◆ **Provided data**:
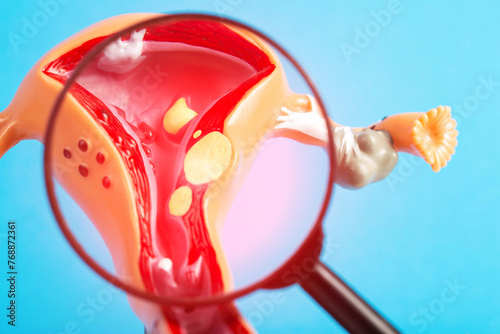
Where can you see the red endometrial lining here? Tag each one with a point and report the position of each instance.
(211, 67)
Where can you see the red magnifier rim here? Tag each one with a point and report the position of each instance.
(187, 301)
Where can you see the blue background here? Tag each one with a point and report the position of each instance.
(400, 242)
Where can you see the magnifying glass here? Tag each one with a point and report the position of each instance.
(179, 169)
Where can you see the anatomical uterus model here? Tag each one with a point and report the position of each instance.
(156, 122)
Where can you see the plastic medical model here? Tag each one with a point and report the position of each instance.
(155, 168)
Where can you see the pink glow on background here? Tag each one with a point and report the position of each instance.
(275, 209)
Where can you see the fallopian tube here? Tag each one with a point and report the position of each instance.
(158, 120)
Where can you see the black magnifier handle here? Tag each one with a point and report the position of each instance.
(343, 303)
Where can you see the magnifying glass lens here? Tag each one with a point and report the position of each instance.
(188, 156)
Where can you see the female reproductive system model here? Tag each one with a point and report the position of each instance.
(145, 166)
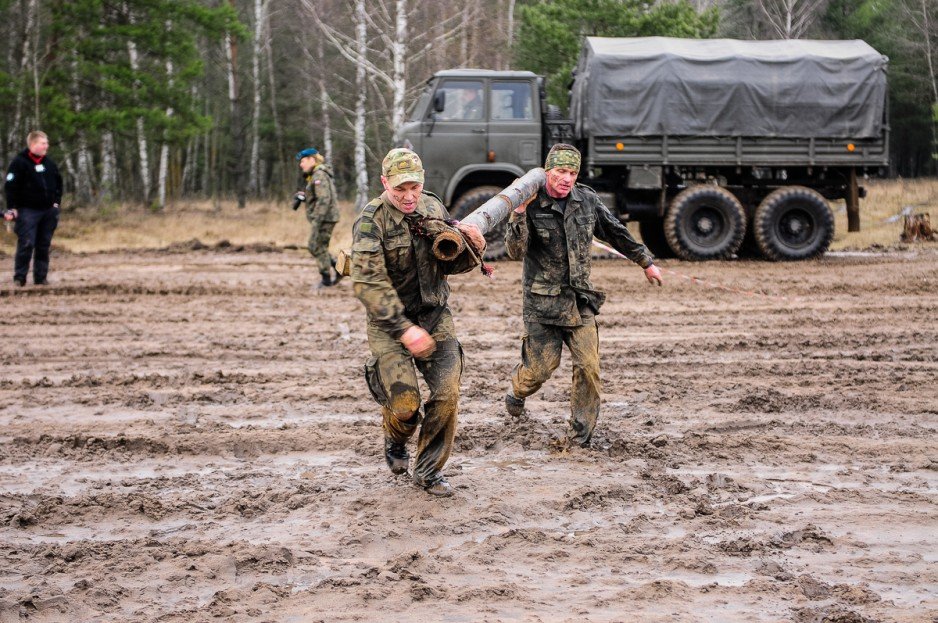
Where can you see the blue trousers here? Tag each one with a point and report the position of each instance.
(34, 229)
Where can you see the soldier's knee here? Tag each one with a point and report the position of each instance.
(404, 403)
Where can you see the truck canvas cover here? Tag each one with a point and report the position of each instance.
(651, 86)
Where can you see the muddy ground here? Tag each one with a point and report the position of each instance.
(186, 436)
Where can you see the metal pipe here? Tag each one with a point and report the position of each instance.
(488, 215)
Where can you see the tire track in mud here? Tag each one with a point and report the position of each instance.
(196, 441)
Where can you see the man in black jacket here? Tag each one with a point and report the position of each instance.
(33, 191)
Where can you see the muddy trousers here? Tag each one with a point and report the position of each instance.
(34, 229)
(392, 378)
(318, 243)
(540, 356)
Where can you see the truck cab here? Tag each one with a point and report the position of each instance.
(476, 131)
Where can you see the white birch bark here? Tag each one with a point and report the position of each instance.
(254, 162)
(142, 147)
(326, 103)
(108, 166)
(164, 149)
(361, 166)
(29, 32)
(398, 72)
(272, 86)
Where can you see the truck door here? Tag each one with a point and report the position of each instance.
(457, 135)
(514, 131)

◆ **Directions for this task**: Nothing should appear in the answer except the lines from the one containing "Where can you see the muddy ground" to the end of the data above, reproduced exactly.

◆ **Reply to the exercise**:
Where can you see the muddy ground here? Tag each one with a point and report the position of each instance.
(186, 436)
Where can you see the metal pipe here? Tag each one with a point and report the position of each instance.
(488, 215)
Where can you see the tire track in mud here? Tag each one with a point and report the position of each instance.
(196, 441)
Where can you see the man in black jacket here? Tag each one with a point and report the position of each instance.
(33, 191)
Where can you see the muddy trousers here? Tag each one with a point and report the position of each instance.
(34, 229)
(392, 378)
(318, 243)
(540, 356)
Where can you see the truck cab here? Tag each one with a point and report the position of each instance.
(476, 131)
Where can you see the white birch bark here? Tag each one with a point and report the position of each instance.
(254, 162)
(142, 147)
(326, 103)
(108, 166)
(164, 149)
(361, 166)
(29, 32)
(398, 72)
(272, 86)
Where can you see the truck door here? Tag each one with a point and report the position of each instance.
(457, 135)
(514, 131)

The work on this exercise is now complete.